■ Stated task: Reproduce every line of the records below without any change, leaving out the pictures.

|---|

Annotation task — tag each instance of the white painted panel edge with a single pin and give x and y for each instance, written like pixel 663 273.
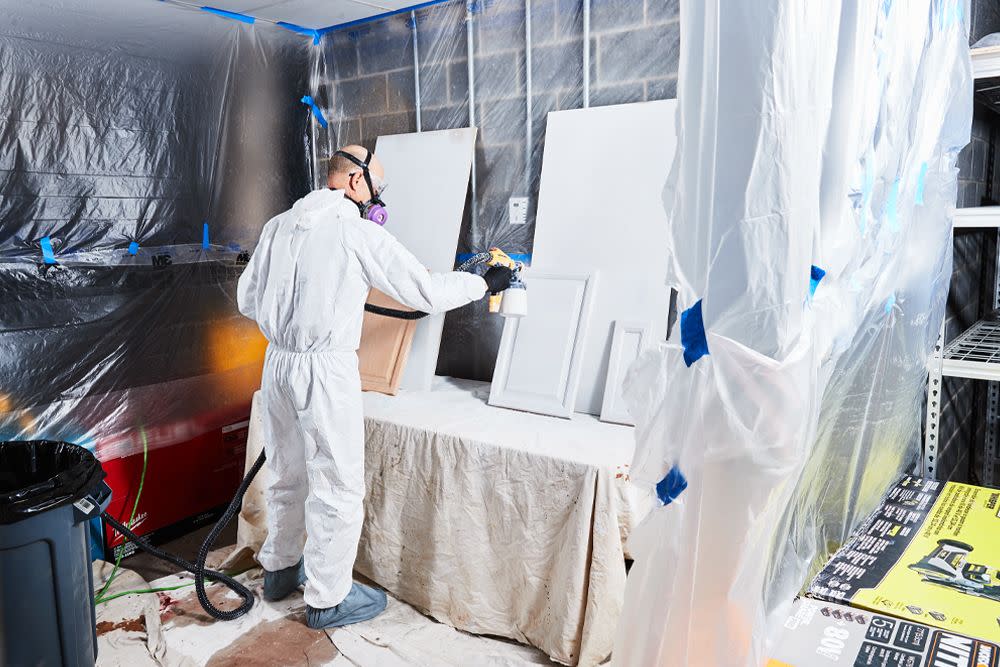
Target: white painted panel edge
pixel 421 365
pixel 613 408
pixel 558 406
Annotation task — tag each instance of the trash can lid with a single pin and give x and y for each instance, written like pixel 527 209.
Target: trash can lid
pixel 39 475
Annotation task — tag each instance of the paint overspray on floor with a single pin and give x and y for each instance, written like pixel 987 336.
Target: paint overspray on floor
pixel 171 629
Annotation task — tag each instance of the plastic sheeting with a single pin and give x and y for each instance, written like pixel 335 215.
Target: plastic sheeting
pixel 142 146
pixel 501 66
pixel 810 134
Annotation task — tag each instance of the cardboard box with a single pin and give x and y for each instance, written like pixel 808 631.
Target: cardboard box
pixel 819 633
pixel 930 553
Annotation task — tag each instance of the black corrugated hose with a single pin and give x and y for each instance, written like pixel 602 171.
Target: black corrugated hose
pixel 198 568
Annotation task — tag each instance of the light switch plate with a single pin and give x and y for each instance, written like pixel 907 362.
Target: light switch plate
pixel 517 209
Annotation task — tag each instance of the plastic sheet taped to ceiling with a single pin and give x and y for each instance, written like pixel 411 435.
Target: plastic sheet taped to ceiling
pixel 501 65
pixel 129 136
pixel 820 134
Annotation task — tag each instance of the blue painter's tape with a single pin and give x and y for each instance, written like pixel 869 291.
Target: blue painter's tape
pixel 302 30
pixel 671 486
pixel 918 198
pixel 307 99
pixel 892 206
pixel 693 334
pixel 815 275
pixel 236 16
pixel 466 256
pixel 378 17
pixel 47 253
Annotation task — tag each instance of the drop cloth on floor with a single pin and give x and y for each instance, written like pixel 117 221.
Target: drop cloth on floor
pixel 493 521
pixel 170 629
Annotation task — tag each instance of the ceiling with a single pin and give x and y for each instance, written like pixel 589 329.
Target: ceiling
pixel 314 13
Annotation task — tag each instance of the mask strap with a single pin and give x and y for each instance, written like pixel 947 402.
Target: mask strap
pixel 364 172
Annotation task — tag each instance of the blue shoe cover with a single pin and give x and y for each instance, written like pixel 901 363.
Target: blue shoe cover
pixel 279 585
pixel 363 603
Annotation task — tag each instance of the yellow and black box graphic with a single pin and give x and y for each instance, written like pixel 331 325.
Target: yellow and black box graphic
pixel 930 552
pixel 820 633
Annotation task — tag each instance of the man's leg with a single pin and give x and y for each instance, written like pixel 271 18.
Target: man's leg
pixel 287 487
pixel 334 506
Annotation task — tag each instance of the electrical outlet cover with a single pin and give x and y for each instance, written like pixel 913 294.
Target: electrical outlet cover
pixel 517 209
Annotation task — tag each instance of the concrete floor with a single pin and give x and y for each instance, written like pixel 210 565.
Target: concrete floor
pixel 171 630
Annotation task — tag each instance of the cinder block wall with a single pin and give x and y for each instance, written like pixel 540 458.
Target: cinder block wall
pixel 634 48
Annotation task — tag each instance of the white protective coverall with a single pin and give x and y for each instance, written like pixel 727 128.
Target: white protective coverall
pixel 306 286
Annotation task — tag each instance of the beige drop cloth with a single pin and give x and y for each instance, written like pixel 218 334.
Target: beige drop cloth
pixel 493 521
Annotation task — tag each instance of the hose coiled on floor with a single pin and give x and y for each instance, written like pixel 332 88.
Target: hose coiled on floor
pixel 198 568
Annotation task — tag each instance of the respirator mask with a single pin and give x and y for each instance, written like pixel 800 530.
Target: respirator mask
pixel 374 209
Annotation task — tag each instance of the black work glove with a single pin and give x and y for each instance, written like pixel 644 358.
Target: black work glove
pixel 498 279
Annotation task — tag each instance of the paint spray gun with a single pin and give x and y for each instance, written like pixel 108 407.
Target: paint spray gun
pixel 513 302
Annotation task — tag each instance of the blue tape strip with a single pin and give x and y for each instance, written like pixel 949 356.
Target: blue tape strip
pixel 465 256
pixel 307 99
pixel 671 486
pixel 47 253
pixel 693 334
pixel 815 275
pixel 378 17
pixel 302 30
pixel 236 16
pixel 892 206
pixel 918 198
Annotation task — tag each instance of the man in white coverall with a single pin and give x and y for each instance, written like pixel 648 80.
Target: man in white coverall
pixel 306 286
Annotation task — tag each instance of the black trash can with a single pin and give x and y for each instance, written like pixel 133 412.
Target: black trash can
pixel 48 492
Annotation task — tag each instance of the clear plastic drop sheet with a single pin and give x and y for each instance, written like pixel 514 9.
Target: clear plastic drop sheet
pixel 147 144
pixel 810 135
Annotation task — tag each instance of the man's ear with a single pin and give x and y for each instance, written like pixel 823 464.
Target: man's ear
pixel 354 180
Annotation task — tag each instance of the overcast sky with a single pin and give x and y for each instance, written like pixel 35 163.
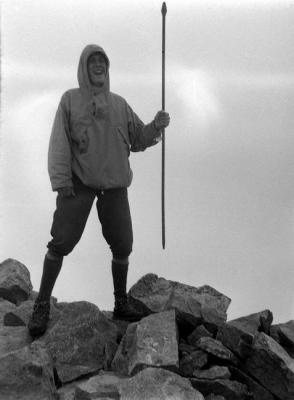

|---|

■ Answer for this exercise:
Annotation task — tag each instance of the white painted panel edge with a single pin and give x and y for each instance, written like pixel 663 273.
Target: white painted panel edge
pixel 421 365
pixel 613 408
pixel 558 406
Annotation task — tag each instance of the trash can lid with a single pin and give x and y for each instance, written like pixel 527 209.
Target: trash can lid
pixel 39 475
Annotation task — tag each instance of the paint overspray on floor with a single pin and give x and y for each instance, written like pixel 987 336.
Target: paint overspray on floor
pixel 171 629
Annotation task — tag each instance of the plastic sheeting with a single pin and give x and y for each instance, written like pixel 335 215.
Target: plastic sheeting
pixel 142 146
pixel 501 66
pixel 810 134
Annotation task — tag each instance of the cardboard box with a single pin and give x and y for each instance, written like pixel 808 631.
Target: cardboard box
pixel 819 633
pixel 930 553
Annotation task — tag each instance of the black corrugated hose with a single pin and give x and y for each instance, written like pixel 602 171.
Target: black corrugated hose
pixel 198 568
Annotation task — tag each instance of the light switch plate with a single pin and give x and y for each instance, written like pixel 907 362.
Target: light switch plate
pixel 517 209
Annotation task — tag each instance of the plastic sheet taped to ceiling with a single pin and give x and y for each instance, written like pixel 411 435.
Target: plastic sheet taped to ceiling
pixel 501 65
pixel 129 136
pixel 820 134
Annotation task — tag each instance of the blue painter's tape with a single pin and give x and y for each instance, written like pixel 869 291.
Target: blue painter's tape
pixel 302 30
pixel 671 486
pixel 918 198
pixel 307 99
pixel 892 206
pixel 693 334
pixel 815 275
pixel 236 16
pixel 466 256
pixel 378 17
pixel 47 253
Annotation task — tag each instance of the drop cloth on floor with a single pin and give x and y for each instance, written like pixel 117 221.
Target: drop cloth on floor
pixel 493 521
pixel 170 629
Annotation task — tag each instance of the ceiling with a single pin and give x and y for each instance, written like pixel 589 329.
Target: ceiling
pixel 314 13
Annotation task — tag each instance of the mask strap with a single pin and give x and y for each instance, written like pixel 947 402.
Target: mask strap
pixel 364 172
Annotation task — tag each instance of the blue shoe cover with a single pin and give x and y for each instance, written like pixel 901 363.
Target: blue shoe cover
pixel 279 585
pixel 363 603
Annotation task — tag each instance of the yellow and black box graphic with a single pin and give x and y for each instance, written like pixel 331 325.
Target: yellow and black box graphic
pixel 930 552
pixel 820 633
Annotation task — tag each instance of the man's leg with a single pin and give x and y for each instance, written like pixel 271 18.
Target: man's leg
pixel 287 487
pixel 334 506
Annotation task — tag each instance of the electrical outlet cover with a single pin and give x and y for each instance, written like pixel 913 294.
Target: electrical outlet cover
pixel 517 209
Annotation task — tag each instance of the concrete floor with a single pin and give x and y for each instance, written like pixel 210 565.
Target: concrete floor
pixel 171 630
Annotation task — tag each instance of the cinder block wall with a single pin and give x and y for each instance, written like pixel 540 458.
Target: cinder block wall
pixel 634 48
Annotation task — tag each instance of the white protective coverall with a single pin and give x and y for each instance, written like pixel 727 128.
Target: white protective coverall
pixel 306 286
Annotation task — tag each instance of the beige drop cloth with a single pin and give x and y for each instance, written like pixel 218 334.
Target: beige drop cloth
pixel 493 521
Annotation task — tag each instance of the hose coiled on floor with a single pin and give x and y for each instance, written like pixel 332 88.
Target: hose coiled on floor
pixel 198 568
Annotation task — tag each instance of the respirator mask with a single pin and give x and y for each instance, written like pixel 800 530.
Target: respirator mask
pixel 374 209
Annotation task — tag each instance of the black work glove with a single pin and give x and y for each instance, written like pixel 644 358.
Target: black work glove
pixel 498 279
Annotation task — tag each instance of the paint spray gun with a single pin and give x and y for each instance, written like pixel 108 407.
Target: paint spray gun
pixel 513 302
Annotation task — tag each instance of the blue tape strip with a single pin and give x and y for each instance, written like pixel 949 356.
Target: blue tape strip
pixel 465 256
pixel 307 99
pixel 671 486
pixel 47 253
pixel 693 334
pixel 815 275
pixel 378 17
pixel 302 30
pixel 236 16
pixel 892 206
pixel 918 198
Annotation task — tag each instance of the man in white coverall with a single pin and give x and y for each instance, written like pixel 648 80.
Target: man in white coverall
pixel 306 286
Annotation task — tag each instance of the black trash can with a single pin and give x and y for each instance, written like pixel 133 412.
Target: black trash can
pixel 48 492
Annotation task — tag each instance of the clear plastic drop sheet with a single pin and give x and y for each instance, written like pixel 514 9.
Target: clear plastic drop sheet
pixel 147 144
pixel 810 135
Annotation task — tag each instance of the man's ear with a single pin and give x and y for each instance, written like pixel 823 464.
Target: man's ear
pixel 354 180
Annotation task — tag each instance of the overcast sky with a single pin and give x and y for each instance, written like pixel 35 163.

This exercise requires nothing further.